* **Document**:
Here's some code that demonstrates this:

error_reporting(-1);//report all errors
$invalid_utf8_char = chr(193);

ini_set('display_errors', 1);//display errors to standard output
var_dump(json_encode($invalid_utf8_char));
var_dump(error_get_last());//nothing

ini_set('display_errors', 0);//do not display errors to standard output
var_dump(json_encode($invalid_utf8_char));
var_dump(error_get_last());// json_encode(): Invalid UTF-8 sequence in argument

That bizarre and unfortunate behavior is related to this bug https://bugs.php.net/bug.php?id=47494 and a few others, and doesn't look like it will ever be fixed.

workaround:

Cleaning the string before passing it to json_encode may be a workable solution.

$stripped_of_invalid_utf8_chars_string = iconv('UTF-8', 'UTF-8//IGNORE', $orig_string);
if ($stripped_of_invalid_utf8_chars_string !== $orig_string) {
    // one or more chars were invalid, and so they were stripped out.

* **Information supplied**:
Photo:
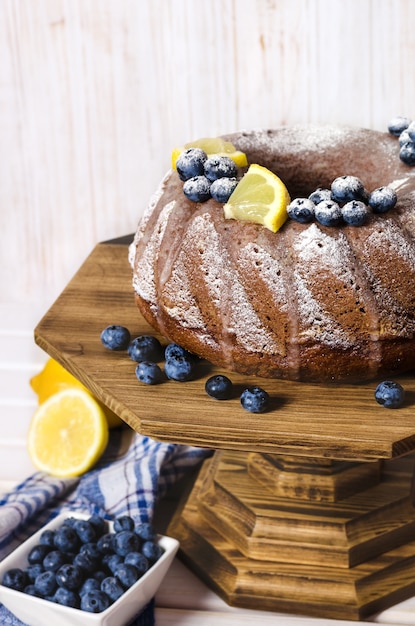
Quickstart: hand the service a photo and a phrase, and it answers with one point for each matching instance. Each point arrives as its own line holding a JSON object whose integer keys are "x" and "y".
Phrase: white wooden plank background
{"x": 93, "y": 96}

* **Set exercise 1**: Rewrite the PHP json_encode excerpt from "That bizarre and" up to and including "a workable solution.", changing "bizarre" to "strange".
* **Set exercise 2**: List every PHP function that is called in the code of the PHP json_encode excerpt.
* **Set exercise 3**: Carry on the PHP json_encode excerpt from the point where it stops.

* **Task answer 1**:
That strange and unfortunate behavior is related to this bug https://bugs.php.net/bug.php?id=47494 and a few others, and doesn't look like it will ever be fixed.

workaround:

Cleaning the string before passing it to json_encode may be a workable solution.

* **Task answer 2**: error_reporting, chr, ini_set, var_dump, json_encode, error_get_last, iconv

* **Task answer 3**:
    // if you need to know where in the string the first stripped character was, 
    // then see http://stackoverflow.com/questions/7475437/find-first-character-that-is-different-between-two-strings
}
$json = json_encode($stripped_of_invalid_utf8_chars_string);

http://php.net/manual/en/function.iconv.php

The manual says

//IGNORE silently discards characters that are illegal in the target charset.

So by first removing the problematic characters, in theory json_encode() shouldnt get anything it will choke on and fail with. I haven't verified that the output of iconv with the //IGNORE flag is perfectly compatible with json_encodes notion of what valid utf8 characters are, so buyer beware...as there may be edge cases where it still fails. ugh, I hate character set issues.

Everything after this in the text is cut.